▸ WHAT YOU WILL DO
Copy the records from the line with "Given the photo above, tell me whether any dog's front" up to and including the line with "103;40;260;186", keeping every request line. Add 88 to each coordinate in the bounding-box answers, but leave the numbers in the requests and their format samples unchanged.

▸ MATERIAL PROVIDED
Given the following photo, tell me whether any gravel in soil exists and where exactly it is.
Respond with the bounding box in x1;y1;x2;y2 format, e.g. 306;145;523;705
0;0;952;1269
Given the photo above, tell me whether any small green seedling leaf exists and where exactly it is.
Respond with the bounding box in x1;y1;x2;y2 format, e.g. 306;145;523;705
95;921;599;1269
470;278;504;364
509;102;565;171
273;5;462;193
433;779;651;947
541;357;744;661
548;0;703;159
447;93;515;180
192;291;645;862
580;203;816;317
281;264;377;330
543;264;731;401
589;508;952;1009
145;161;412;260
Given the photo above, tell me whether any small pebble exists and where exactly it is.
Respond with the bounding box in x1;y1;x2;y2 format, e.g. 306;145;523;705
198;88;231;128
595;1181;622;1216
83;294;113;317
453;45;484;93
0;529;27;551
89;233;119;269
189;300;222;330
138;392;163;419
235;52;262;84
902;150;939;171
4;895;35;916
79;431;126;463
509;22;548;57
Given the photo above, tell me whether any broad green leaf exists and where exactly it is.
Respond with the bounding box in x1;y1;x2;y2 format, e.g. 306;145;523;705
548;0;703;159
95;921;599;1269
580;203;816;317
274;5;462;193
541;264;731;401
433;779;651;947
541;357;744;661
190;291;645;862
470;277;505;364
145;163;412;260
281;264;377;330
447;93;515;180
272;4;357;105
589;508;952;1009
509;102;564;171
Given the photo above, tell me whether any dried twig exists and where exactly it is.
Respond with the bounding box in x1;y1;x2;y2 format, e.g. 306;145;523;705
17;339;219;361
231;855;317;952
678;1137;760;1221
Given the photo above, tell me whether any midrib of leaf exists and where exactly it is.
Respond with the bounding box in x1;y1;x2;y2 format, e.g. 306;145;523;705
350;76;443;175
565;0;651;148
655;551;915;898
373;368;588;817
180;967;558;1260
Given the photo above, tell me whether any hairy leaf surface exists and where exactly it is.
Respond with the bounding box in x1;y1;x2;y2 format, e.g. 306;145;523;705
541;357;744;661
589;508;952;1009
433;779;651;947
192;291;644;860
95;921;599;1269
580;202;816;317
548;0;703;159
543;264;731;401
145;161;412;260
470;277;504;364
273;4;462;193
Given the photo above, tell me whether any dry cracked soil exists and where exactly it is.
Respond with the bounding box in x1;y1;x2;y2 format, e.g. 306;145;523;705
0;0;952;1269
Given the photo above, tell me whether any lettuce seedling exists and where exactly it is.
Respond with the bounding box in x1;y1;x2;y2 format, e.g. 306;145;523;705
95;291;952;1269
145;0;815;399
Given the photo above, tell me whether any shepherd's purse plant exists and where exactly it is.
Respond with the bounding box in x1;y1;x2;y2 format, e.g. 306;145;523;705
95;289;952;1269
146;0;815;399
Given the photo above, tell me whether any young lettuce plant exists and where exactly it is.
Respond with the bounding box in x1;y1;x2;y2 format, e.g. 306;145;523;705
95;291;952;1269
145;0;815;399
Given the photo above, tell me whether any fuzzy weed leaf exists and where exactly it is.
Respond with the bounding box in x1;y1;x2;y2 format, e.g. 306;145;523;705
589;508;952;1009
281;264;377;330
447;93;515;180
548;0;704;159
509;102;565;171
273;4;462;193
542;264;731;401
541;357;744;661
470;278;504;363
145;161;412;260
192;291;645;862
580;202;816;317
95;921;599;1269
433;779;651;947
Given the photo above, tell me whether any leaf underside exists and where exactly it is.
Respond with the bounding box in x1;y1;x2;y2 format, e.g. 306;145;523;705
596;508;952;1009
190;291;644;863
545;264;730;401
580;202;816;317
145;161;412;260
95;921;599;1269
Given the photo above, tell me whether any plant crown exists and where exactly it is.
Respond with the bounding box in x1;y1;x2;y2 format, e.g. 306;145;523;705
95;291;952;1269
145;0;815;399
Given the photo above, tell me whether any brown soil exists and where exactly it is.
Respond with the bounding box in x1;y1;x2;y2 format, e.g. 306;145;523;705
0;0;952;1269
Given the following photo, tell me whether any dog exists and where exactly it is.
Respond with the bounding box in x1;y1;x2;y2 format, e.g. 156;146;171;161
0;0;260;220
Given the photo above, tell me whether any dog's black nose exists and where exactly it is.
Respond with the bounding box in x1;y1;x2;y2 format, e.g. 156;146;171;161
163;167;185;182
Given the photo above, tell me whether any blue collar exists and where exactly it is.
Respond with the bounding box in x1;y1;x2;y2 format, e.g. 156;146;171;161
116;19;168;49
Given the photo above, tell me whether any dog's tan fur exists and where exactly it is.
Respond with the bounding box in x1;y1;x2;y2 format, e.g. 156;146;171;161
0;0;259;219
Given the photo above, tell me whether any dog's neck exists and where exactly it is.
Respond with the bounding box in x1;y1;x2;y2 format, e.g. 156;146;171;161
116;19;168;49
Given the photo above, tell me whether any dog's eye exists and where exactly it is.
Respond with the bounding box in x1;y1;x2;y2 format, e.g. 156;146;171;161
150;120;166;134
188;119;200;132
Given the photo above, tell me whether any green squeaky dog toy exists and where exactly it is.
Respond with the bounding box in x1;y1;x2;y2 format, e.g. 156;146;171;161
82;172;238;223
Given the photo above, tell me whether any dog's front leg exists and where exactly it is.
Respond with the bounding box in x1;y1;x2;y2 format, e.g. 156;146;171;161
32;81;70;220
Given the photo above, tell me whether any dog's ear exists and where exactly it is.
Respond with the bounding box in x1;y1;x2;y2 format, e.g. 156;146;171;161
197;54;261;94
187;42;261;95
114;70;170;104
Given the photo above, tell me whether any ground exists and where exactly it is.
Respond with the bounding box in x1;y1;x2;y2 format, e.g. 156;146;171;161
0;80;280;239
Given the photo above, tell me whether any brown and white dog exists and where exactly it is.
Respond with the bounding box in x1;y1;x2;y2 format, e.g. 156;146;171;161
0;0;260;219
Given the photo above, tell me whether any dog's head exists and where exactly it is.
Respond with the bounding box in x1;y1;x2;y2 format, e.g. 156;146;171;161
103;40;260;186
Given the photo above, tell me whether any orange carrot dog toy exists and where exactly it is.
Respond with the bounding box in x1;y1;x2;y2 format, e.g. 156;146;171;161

▸ THE SOLUTION
Given the photo above, tell me whether any dog's front leg exists and where exactly it is.
Respond with the bounding box in x1;y1;x2;y2 format, e.g. 156;146;171;161
120;169;158;308
Given the photo above, tell me whether any dog's ear exists and where exactly it is.
Respond with the bounding box in x1;y1;x2;y2 format, e.g. 156;146;171;161
285;142;349;182
275;130;349;183
202;158;258;192
Given the photo above, tell me whether any ground exists and where exactly it is.
Respond with the bounding box in x1;y1;x2;y2 format, e.g. 156;146;171;161
88;168;368;327
Given the photo above, tell me whether any brown and white dog exists and where exactly it is.
Respond with the bounding box in x1;y1;x2;y2 format, e.g. 156;146;171;161
88;88;348;307
Given the photo above, tell me whether any dog's head exists and where exactly it is.
Respond with the bounding box in x1;y1;x2;y2 format, e.g. 156;146;171;161
191;128;348;274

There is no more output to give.